(Records supplied Opens)
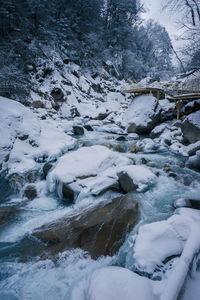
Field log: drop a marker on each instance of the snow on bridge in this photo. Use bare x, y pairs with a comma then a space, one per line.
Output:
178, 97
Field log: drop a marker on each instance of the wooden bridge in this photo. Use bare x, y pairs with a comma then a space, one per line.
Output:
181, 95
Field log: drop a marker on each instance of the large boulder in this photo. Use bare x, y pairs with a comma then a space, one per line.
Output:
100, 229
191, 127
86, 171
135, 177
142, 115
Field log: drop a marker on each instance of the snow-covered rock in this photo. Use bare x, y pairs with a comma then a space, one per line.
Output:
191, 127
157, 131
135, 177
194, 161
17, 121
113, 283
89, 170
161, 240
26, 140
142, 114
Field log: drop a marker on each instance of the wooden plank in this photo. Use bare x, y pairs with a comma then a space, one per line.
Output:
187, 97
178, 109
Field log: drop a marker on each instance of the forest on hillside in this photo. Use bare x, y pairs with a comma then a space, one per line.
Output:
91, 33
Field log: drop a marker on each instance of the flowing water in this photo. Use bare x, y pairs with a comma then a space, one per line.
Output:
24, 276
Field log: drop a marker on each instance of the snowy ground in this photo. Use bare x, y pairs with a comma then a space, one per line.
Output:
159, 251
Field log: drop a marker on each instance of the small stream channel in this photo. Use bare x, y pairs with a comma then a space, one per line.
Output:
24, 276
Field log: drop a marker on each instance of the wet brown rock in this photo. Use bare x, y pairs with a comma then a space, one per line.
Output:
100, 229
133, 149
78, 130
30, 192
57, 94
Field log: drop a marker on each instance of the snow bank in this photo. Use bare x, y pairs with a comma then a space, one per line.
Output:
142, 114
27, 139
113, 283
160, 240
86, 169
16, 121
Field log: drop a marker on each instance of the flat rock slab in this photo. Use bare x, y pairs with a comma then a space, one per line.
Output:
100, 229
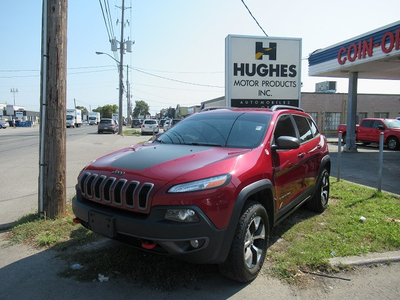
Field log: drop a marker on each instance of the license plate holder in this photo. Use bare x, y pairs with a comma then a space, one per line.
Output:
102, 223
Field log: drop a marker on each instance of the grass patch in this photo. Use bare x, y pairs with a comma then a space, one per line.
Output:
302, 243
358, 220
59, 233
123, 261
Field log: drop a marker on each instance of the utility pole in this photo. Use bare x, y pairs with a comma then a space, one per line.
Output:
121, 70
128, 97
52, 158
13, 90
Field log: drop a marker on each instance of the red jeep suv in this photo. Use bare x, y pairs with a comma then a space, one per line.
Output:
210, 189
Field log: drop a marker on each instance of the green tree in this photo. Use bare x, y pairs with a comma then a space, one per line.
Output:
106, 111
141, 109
(Records supplied Closes)
(Records supplied Opens)
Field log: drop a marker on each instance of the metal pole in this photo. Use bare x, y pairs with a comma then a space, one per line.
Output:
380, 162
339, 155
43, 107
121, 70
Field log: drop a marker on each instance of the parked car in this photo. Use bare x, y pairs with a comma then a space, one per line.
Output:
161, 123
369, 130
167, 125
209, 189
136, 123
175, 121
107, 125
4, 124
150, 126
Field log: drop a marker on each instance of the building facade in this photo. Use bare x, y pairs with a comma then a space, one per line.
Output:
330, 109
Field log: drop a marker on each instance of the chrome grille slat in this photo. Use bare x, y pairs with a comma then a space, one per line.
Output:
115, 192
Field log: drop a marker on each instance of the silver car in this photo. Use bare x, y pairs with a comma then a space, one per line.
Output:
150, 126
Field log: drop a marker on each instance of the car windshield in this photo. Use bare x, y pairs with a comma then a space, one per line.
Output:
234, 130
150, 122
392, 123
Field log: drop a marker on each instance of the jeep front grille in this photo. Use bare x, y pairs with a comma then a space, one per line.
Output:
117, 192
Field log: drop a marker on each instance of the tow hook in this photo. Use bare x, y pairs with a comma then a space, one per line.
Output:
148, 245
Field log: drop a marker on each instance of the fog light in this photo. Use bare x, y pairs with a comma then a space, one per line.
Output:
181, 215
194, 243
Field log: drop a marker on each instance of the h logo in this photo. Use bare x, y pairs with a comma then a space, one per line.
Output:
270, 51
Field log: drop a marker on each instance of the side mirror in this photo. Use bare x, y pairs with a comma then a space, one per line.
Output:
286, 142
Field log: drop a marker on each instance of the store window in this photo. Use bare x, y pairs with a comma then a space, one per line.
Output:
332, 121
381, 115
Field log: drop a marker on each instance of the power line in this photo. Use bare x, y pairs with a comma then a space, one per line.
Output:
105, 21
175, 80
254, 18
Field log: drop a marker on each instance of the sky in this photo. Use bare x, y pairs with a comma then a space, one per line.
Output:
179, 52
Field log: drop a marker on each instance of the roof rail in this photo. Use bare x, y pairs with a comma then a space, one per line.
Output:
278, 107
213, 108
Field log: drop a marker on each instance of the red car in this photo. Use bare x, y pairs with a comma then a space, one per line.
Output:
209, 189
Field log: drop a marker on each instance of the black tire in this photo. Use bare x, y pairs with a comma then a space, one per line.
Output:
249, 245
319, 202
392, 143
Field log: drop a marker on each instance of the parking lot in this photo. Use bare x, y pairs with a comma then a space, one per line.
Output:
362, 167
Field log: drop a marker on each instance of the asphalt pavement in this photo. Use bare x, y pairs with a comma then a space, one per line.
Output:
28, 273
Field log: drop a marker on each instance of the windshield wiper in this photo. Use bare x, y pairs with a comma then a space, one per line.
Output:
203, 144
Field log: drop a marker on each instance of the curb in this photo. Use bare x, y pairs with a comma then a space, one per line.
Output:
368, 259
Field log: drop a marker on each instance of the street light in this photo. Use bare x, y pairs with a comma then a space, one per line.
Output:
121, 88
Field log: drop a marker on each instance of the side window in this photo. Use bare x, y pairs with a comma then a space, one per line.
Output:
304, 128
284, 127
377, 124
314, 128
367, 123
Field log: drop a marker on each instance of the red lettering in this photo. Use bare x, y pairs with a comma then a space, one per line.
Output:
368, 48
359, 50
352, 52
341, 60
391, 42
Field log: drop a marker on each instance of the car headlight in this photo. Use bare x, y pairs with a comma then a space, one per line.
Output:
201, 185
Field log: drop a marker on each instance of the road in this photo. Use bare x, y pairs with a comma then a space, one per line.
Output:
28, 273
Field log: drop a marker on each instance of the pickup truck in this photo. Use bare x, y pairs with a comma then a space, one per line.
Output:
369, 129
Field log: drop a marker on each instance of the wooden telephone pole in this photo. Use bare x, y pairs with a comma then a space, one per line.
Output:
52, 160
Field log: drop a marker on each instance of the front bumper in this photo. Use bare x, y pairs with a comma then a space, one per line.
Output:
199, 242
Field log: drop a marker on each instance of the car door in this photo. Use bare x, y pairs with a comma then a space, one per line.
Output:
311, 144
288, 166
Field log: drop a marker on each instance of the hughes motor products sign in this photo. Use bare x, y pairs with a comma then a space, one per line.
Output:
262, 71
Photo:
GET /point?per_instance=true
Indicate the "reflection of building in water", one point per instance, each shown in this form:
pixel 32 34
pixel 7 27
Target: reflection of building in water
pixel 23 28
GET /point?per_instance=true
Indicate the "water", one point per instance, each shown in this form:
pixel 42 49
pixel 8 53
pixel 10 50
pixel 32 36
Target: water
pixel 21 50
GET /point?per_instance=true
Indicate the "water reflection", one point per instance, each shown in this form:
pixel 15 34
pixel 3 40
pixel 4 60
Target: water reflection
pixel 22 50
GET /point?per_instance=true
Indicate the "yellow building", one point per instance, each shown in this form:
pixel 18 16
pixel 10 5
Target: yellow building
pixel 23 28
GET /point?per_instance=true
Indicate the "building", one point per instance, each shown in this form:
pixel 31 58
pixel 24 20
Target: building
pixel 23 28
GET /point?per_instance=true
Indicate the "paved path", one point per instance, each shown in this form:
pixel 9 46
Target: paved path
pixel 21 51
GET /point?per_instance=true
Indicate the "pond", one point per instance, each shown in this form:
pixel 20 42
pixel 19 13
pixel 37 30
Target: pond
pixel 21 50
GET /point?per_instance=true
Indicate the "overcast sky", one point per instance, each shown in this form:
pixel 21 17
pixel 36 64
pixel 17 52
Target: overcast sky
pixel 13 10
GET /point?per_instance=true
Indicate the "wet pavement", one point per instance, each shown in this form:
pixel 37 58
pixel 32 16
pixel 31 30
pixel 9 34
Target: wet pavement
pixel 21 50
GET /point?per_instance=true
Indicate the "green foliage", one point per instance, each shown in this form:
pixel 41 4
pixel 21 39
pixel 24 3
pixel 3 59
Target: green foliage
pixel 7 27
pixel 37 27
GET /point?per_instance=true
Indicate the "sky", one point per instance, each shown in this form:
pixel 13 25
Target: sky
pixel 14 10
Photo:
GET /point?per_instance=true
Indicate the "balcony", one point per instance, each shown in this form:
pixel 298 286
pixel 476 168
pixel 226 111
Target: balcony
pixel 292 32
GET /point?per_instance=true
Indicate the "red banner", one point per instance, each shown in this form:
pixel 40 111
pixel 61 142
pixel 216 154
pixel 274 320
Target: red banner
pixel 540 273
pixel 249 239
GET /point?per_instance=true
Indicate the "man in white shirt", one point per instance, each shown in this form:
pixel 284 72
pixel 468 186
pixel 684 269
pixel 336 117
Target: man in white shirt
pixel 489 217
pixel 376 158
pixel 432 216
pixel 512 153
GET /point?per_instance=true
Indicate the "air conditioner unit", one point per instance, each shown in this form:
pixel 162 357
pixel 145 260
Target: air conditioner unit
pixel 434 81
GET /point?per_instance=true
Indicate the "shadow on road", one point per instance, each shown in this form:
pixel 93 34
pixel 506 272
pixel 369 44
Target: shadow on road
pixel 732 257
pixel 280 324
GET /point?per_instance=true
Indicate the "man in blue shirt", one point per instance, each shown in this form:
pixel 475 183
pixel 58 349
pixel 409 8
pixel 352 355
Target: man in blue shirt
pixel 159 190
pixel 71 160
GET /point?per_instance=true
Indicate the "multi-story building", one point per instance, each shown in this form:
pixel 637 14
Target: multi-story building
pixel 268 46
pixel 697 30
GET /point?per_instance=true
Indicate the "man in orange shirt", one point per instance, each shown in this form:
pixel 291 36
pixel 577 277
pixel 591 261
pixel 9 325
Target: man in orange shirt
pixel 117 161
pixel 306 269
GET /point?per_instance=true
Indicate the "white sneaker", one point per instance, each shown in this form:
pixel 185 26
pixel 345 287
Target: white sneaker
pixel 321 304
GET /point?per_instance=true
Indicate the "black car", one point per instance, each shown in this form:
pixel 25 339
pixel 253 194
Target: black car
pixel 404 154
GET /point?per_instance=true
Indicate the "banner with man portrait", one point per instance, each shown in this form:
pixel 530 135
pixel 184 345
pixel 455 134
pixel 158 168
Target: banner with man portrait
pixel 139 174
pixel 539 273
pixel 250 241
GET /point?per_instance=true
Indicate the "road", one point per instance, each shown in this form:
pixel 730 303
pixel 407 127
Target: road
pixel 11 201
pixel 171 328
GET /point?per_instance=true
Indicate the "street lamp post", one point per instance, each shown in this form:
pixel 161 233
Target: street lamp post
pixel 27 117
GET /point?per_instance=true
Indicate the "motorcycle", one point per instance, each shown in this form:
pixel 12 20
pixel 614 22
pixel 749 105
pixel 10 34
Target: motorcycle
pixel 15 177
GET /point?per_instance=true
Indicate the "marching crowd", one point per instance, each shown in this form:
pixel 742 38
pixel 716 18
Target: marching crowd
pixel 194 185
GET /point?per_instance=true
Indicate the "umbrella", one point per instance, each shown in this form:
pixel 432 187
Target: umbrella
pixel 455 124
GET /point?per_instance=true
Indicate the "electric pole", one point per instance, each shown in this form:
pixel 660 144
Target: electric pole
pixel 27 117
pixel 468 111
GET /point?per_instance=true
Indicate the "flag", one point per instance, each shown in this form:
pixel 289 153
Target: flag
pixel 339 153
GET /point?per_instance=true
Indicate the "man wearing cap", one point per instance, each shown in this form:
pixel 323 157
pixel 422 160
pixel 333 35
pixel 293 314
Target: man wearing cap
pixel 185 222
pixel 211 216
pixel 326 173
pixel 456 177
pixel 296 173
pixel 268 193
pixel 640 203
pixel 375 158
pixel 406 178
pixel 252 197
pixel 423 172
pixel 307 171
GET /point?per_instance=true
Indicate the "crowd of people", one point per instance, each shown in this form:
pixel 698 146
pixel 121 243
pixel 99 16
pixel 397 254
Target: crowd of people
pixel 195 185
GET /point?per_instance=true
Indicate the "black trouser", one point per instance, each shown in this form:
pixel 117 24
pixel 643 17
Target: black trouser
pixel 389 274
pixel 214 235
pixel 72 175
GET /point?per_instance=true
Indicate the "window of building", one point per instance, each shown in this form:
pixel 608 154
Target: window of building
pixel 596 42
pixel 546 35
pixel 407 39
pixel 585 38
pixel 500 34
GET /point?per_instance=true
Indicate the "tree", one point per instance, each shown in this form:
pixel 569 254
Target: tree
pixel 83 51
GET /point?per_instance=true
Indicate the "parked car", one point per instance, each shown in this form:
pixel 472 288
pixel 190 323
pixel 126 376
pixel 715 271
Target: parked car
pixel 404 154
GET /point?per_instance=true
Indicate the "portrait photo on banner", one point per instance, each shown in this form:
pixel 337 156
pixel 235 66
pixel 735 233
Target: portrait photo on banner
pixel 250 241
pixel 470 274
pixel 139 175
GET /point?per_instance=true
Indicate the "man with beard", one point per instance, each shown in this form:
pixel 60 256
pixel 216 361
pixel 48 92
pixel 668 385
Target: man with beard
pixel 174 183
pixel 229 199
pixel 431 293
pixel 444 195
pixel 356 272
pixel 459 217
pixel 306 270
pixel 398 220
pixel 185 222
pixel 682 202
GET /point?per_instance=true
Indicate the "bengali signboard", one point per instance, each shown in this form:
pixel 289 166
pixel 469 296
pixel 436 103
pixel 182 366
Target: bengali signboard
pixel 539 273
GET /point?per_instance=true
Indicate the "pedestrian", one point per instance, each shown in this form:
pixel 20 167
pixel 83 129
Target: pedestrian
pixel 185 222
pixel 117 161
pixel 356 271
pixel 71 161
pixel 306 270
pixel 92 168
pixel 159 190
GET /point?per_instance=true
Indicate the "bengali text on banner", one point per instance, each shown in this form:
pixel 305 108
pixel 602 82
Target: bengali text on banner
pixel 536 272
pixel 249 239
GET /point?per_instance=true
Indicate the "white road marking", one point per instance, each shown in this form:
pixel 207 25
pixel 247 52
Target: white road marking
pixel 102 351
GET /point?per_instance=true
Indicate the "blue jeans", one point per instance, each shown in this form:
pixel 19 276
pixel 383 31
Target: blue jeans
(Records supplied Closes)
(Records supplied Opens)
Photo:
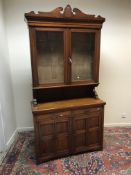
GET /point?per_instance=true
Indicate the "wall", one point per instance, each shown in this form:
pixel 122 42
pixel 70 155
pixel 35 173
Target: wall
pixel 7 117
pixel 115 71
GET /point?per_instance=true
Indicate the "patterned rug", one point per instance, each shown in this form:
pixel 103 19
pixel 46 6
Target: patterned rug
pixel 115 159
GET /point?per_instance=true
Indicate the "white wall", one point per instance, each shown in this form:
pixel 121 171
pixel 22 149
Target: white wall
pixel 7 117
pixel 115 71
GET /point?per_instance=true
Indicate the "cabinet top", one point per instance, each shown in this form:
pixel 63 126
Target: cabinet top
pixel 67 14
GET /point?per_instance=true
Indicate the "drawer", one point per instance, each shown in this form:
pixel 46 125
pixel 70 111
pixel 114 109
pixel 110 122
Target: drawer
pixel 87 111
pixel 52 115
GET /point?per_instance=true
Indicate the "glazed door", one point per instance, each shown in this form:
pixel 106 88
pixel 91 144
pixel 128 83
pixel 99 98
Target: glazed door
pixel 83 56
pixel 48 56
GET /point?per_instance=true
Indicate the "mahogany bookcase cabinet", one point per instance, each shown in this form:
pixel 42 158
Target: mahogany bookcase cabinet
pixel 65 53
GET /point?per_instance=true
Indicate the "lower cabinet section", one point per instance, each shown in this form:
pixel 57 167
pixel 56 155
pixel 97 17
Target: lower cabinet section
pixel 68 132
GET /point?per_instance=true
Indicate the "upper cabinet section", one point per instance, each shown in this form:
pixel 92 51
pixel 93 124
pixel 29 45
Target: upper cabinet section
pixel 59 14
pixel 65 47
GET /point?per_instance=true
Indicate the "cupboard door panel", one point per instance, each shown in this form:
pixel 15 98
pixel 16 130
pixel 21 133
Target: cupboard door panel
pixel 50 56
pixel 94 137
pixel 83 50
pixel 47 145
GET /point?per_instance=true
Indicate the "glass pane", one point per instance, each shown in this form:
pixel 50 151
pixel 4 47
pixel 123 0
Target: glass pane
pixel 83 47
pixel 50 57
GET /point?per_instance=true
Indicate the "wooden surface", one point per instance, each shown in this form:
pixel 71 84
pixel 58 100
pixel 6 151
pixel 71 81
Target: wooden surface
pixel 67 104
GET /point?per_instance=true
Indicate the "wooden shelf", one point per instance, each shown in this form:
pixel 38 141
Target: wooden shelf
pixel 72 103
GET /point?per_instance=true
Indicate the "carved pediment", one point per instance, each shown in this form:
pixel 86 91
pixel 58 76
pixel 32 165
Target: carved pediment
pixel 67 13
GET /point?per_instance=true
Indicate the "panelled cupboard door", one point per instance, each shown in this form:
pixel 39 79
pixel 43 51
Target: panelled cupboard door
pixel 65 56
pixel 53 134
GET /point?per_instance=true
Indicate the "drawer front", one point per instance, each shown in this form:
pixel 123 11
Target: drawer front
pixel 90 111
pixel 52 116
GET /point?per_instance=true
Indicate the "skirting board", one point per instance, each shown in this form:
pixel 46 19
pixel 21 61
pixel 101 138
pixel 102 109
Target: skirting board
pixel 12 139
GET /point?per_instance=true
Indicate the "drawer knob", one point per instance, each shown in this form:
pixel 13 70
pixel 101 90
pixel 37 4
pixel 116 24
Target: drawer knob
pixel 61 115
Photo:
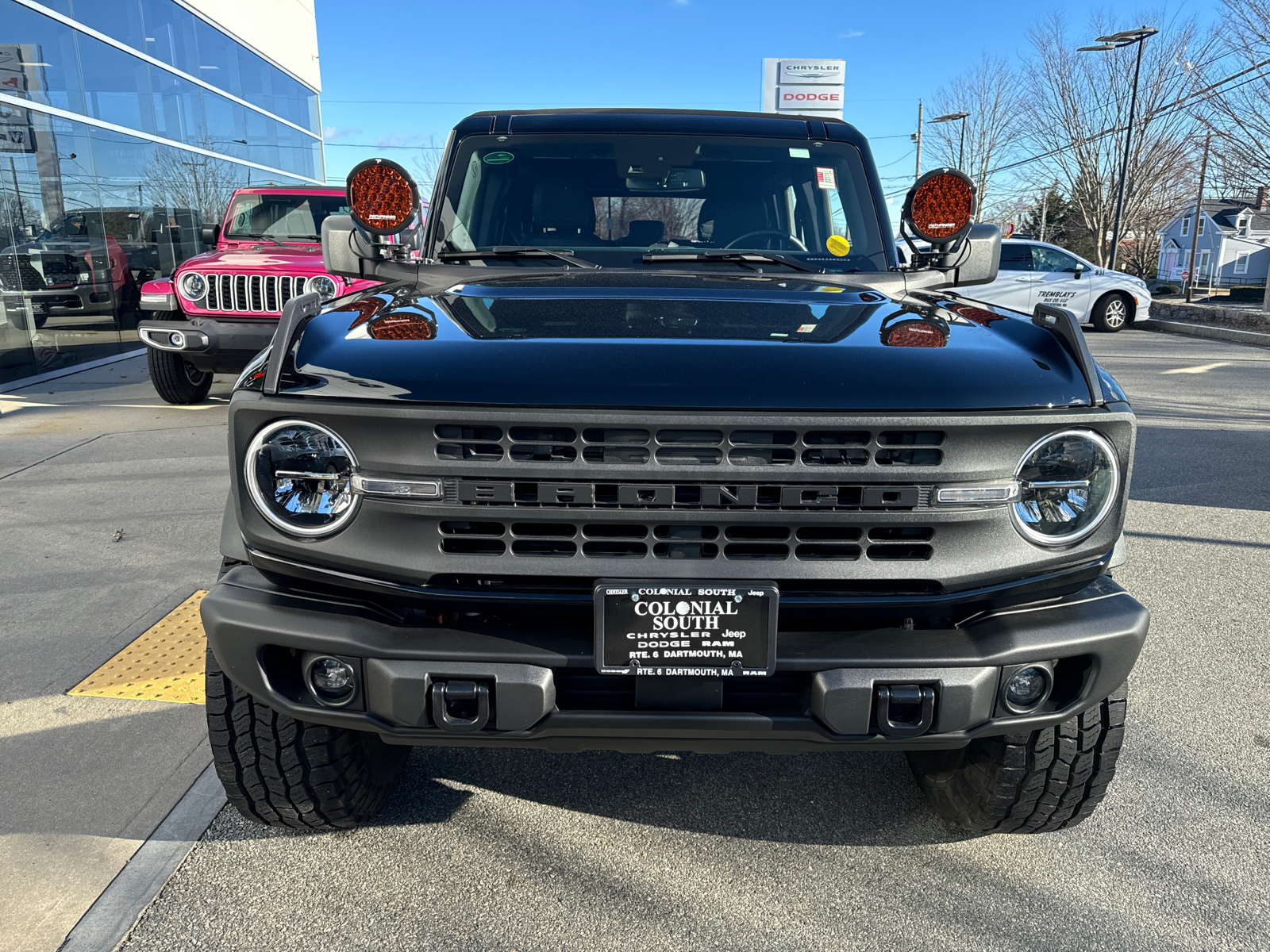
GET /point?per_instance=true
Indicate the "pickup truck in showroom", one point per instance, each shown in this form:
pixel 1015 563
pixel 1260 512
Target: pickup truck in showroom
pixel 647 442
(Records supplied Closes)
■ **Assignment**
Take the entries above and return only the lines from the one with "the snow on" to the one with "the wooden plank", both included, unchanged.

■ **Solution**
Field log: drop a marker on each instance of the snow on bridge in this photo. Use bare x, y pairs with a comma then a space, one per line.
Output:
178, 97
Field log: drop a marker on each instance of the wooden bridge in this photo. Use bare x, y pairs with a comma then a space, one per line.
Output:
181, 95
Field log: drop a marker on each instance of the large boulder in this photo. Use bare x, y pairs with a comma then a space, one per line.
Output:
100, 229
191, 127
86, 171
135, 177
142, 115
Field log: drop a marker on each instance of the snow-covered rock in this photo. Use bare x, y pairs with a comma then a space, one per line.
Output:
191, 127
157, 131
135, 177
194, 161
17, 121
113, 283
89, 170
161, 240
26, 140
142, 114
Field log: drop a marker on each instance of the wooden plank in this photo. Use bare x, y pairs with a comma then a space, one per line.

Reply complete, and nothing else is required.